### BRIEF
Could you copy out all of the material below word for word, omitting the pictures?

____________________

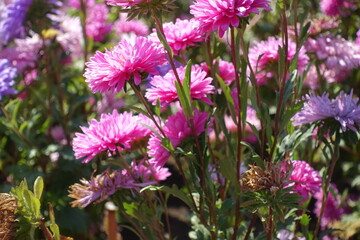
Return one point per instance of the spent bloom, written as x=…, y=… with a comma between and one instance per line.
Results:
x=305, y=180
x=7, y=74
x=100, y=187
x=265, y=66
x=176, y=129
x=11, y=20
x=344, y=109
x=110, y=70
x=113, y=132
x=96, y=26
x=181, y=34
x=220, y=14
x=164, y=88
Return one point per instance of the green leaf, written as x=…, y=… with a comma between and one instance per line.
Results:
x=38, y=187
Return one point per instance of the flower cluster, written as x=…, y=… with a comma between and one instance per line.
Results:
x=114, y=132
x=11, y=20
x=344, y=109
x=164, y=88
x=176, y=129
x=181, y=34
x=102, y=186
x=110, y=70
x=219, y=15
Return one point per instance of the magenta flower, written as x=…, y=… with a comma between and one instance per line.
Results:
x=332, y=209
x=225, y=70
x=181, y=34
x=267, y=65
x=305, y=180
x=220, y=14
x=96, y=26
x=176, y=128
x=344, y=109
x=110, y=70
x=164, y=88
x=113, y=132
x=100, y=187
x=338, y=56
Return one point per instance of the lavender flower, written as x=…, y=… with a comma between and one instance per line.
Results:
x=7, y=74
x=344, y=109
x=11, y=20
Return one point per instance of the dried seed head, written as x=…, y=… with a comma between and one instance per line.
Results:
x=273, y=178
x=7, y=216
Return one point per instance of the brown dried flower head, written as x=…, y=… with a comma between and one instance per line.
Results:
x=7, y=216
x=272, y=178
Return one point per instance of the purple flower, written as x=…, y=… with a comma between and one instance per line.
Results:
x=11, y=20
x=100, y=187
x=305, y=180
x=176, y=129
x=220, y=14
x=164, y=88
x=337, y=55
x=113, y=132
x=110, y=70
x=343, y=108
x=7, y=74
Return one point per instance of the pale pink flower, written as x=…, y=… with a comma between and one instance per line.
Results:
x=181, y=34
x=164, y=88
x=96, y=26
x=113, y=132
x=102, y=186
x=110, y=70
x=220, y=14
x=225, y=70
x=176, y=129
x=269, y=57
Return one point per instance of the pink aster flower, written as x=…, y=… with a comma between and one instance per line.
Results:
x=181, y=34
x=110, y=70
x=164, y=88
x=176, y=128
x=113, y=132
x=338, y=55
x=220, y=14
x=332, y=209
x=225, y=70
x=139, y=28
x=100, y=187
x=267, y=65
x=344, y=109
x=305, y=179
x=96, y=26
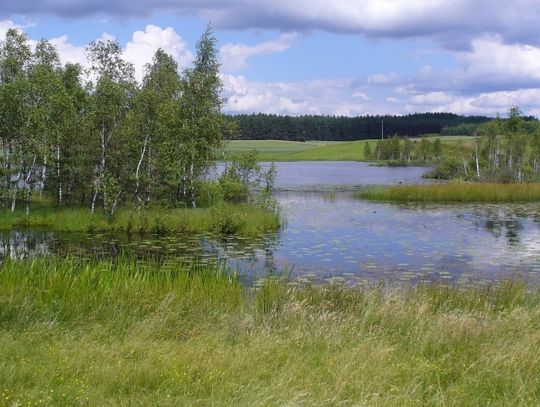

____________________

### ANSWER TO THE TASK
Return one point per instance of the spent bloom, written as x=…, y=… with a comma between and one instance per line.
Results:
x=305, y=180
x=7, y=74
x=100, y=187
x=265, y=66
x=176, y=129
x=11, y=20
x=344, y=109
x=110, y=70
x=113, y=132
x=96, y=26
x=181, y=34
x=220, y=14
x=164, y=88
Return one point per instance of the green leaf, written as x=…, y=… with a comma between and one instance per line.
Results:
x=38, y=187
Return one point per instance of the flower cluster, written as x=…, y=… with a comma between and one instance per line.
Results:
x=114, y=132
x=11, y=20
x=344, y=109
x=164, y=88
x=176, y=129
x=181, y=34
x=102, y=186
x=110, y=70
x=219, y=15
Return one point per instance of the magenta flower, written as x=…, y=… with a comma between and one instance per line.
Results:
x=332, y=209
x=225, y=70
x=181, y=34
x=267, y=65
x=305, y=180
x=220, y=14
x=96, y=26
x=176, y=128
x=344, y=109
x=110, y=70
x=164, y=88
x=113, y=132
x=100, y=187
x=338, y=56
Return one point per instance of the lavender flower, written as x=…, y=… with a comma between and one instance per line.
Results:
x=7, y=74
x=344, y=109
x=11, y=20
Return one point per instance of the dried seed head, written as x=…, y=… with a comma between and one instance per line.
Results:
x=273, y=178
x=7, y=216
Return one point per instance of the brown dried flower head, written as x=…, y=… with a comma between and one instance per line.
Results:
x=7, y=216
x=272, y=178
Return one point per instance of the purple flower, written as x=…, y=… with a comma between and one instance per line.
Results:
x=11, y=20
x=100, y=187
x=305, y=180
x=176, y=129
x=220, y=14
x=164, y=88
x=337, y=55
x=113, y=132
x=110, y=70
x=343, y=108
x=7, y=74
Return one point per instance of the pale pink flower, written as x=…, y=… with a comma between and one instance per line.
Results:
x=181, y=34
x=164, y=88
x=96, y=26
x=113, y=132
x=102, y=186
x=110, y=70
x=220, y=14
x=225, y=70
x=176, y=129
x=269, y=57
Return one point per instance of the pink aster flower, written as x=…, y=… with a comma between and one instance per line.
Results:
x=181, y=34
x=110, y=70
x=164, y=88
x=176, y=128
x=113, y=132
x=338, y=55
x=220, y=14
x=332, y=209
x=225, y=70
x=139, y=28
x=100, y=187
x=267, y=65
x=344, y=109
x=305, y=179
x=96, y=26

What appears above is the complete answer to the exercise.